*** Extract to read
There is always the simple mantra that this is the land of opportunity, that it is the destiny of our people to dream and achieve and improve our lot in life as if that were a wholly American characteristic.
The problem is that reality doesn’t bear that out at all. The reality is that income for workers is dropping and we are a less literate people capable of understanding why. Income inequality is growing and intellectual ability is declining. It was Mao who said something to the effect that education is the opiate of the people, meaning simply that if you control what you teach you can have a population that will be submissive to the status quo because it knows no better.

The free marketeers and wizards of commerce and finance are showing old Mao the way to get things done in this new century, the way to lead the cows to pasture and sell them an iPhone and a flat screen TV in the process.
By ignoring our democracy and turning our hopes and  prayers to the Gods of the Economocracy we are writing a new chapter. We spend less than any other developed nation on education. Our tax revenues are lower. Our poverty rates are higher. We have more millionaires, more billionaires than anyone else while having nearly as many people living in urban and rural ghettos as does Mexico.

And Mexico has a national health plan.
We are fast losing our soul. We are fast losing the ability to rationalize our way out of the path of a disaster waiting to happen. The belief in false slogans will not lead people out of the near feudal state we seem to be striving for against our own best wishes.
We ignore the growing underclass at our own peril. We are chipping away at our own morality, at our own soul.

If your soul has no home, if there is little hope that you can find social well being in the nation you call home, you may be homeless even if you have a roof over your head.
******
▸ **Problem to solve**
Please retype everything in the essay on opportunity and inequality above from "We are fast losing our" down to "over your head.", keeping the original wording.
*** Dataset
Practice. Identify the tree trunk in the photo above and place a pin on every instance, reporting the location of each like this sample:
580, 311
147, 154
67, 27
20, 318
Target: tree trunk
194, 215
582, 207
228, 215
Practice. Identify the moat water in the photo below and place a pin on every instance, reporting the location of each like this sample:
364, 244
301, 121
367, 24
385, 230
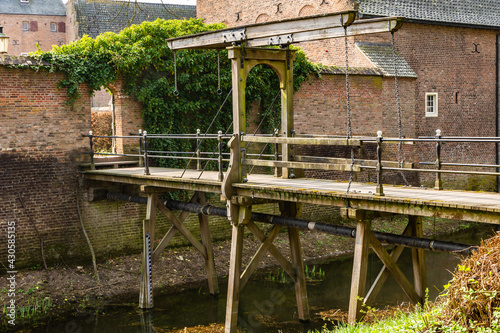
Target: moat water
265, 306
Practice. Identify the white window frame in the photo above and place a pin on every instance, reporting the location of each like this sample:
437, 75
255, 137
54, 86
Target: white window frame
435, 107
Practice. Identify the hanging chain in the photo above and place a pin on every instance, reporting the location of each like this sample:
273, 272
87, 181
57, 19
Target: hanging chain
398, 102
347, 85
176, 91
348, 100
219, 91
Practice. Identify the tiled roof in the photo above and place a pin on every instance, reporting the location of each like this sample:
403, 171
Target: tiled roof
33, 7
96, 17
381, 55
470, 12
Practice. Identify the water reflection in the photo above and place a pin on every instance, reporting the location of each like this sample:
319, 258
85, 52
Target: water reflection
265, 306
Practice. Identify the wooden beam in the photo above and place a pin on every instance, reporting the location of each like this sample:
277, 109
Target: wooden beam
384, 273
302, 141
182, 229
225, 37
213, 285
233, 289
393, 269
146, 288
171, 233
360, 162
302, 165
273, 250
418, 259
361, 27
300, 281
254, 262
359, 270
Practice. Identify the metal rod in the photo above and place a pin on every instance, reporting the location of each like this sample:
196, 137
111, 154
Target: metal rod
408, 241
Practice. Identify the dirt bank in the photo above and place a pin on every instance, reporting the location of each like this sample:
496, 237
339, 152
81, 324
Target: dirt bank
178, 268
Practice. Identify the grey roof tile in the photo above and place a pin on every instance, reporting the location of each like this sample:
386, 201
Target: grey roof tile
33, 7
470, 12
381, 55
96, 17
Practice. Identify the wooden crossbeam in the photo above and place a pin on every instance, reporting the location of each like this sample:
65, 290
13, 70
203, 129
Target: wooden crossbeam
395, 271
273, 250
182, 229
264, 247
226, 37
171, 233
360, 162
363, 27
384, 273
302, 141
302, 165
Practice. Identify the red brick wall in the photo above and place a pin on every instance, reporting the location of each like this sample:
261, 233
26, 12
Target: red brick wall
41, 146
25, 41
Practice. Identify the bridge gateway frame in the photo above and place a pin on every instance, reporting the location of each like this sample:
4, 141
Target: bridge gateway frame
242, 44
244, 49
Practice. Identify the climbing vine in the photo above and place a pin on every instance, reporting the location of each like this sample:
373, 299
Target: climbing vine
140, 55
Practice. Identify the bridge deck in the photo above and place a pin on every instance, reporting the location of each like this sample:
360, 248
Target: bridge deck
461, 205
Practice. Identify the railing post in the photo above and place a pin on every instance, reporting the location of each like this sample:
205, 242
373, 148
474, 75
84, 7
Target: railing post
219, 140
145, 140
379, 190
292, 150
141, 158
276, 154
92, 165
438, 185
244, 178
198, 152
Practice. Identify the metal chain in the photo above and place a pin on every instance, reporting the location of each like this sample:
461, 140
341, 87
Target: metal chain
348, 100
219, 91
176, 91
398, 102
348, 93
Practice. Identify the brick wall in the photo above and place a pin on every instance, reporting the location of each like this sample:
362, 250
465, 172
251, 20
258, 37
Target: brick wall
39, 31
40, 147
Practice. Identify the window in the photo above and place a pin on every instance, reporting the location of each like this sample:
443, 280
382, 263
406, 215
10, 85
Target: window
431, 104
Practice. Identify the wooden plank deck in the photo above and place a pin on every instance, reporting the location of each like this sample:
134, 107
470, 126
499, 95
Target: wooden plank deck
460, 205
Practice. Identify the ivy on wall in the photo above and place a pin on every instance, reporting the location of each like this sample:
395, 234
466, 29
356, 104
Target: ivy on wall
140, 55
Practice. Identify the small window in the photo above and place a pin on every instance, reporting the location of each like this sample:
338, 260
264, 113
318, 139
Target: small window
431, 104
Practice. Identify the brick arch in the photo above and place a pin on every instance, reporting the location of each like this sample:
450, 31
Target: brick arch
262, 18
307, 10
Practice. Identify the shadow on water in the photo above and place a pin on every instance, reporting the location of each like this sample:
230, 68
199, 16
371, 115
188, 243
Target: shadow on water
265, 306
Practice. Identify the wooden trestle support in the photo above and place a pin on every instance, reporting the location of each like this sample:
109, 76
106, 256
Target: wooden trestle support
******
*** Dataset
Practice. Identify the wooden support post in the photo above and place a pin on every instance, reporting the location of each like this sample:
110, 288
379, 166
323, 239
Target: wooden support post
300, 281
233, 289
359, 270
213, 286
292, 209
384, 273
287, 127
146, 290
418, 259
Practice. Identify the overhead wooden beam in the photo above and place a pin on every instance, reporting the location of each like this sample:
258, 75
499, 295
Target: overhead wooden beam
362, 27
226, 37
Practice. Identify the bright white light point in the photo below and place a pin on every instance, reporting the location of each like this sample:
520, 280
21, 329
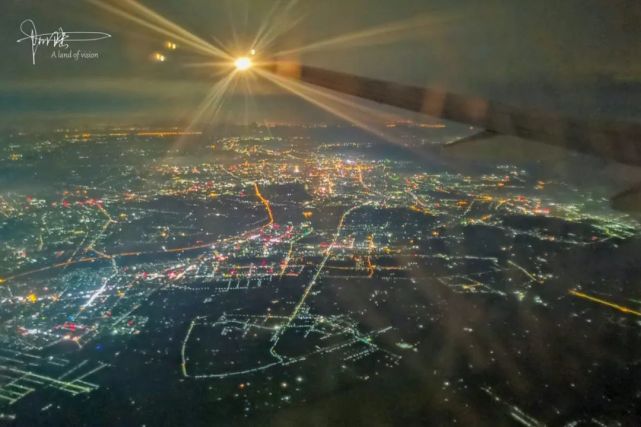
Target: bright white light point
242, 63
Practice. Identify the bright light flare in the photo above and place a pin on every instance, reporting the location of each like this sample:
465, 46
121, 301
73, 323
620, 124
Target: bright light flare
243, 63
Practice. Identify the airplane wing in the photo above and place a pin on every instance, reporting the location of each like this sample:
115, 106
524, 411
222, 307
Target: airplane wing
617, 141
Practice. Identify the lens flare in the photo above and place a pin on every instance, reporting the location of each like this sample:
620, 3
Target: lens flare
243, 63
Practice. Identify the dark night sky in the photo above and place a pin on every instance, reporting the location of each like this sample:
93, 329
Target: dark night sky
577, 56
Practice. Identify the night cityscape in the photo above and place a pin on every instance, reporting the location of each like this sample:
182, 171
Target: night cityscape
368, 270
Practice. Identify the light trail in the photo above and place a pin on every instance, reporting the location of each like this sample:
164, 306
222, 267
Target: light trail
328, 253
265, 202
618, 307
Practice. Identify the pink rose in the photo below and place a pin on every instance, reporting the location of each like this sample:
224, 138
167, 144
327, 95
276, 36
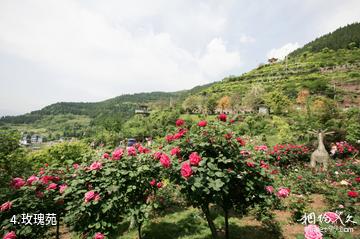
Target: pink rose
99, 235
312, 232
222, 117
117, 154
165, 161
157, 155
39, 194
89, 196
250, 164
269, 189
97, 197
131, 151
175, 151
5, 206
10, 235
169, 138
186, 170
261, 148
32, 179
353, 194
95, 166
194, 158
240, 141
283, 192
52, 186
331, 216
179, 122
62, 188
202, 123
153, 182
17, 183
******
▸ **Solution to this problem**
We are fast losing our soul. We are fast losing the ability to rationalize our way out of the path of a disaster waiting to happen. The belief in false slogans will not lead people out of the near feudal state we seem to be striving for against our own best wishes.
We ignore the growing underclass at our own peril. We are chipping away at our own morality, at our own soul.

If your soul has no home, if there is little hope that you can find social well being in the nation you call home, you may be homeless even if you have a roof over your head.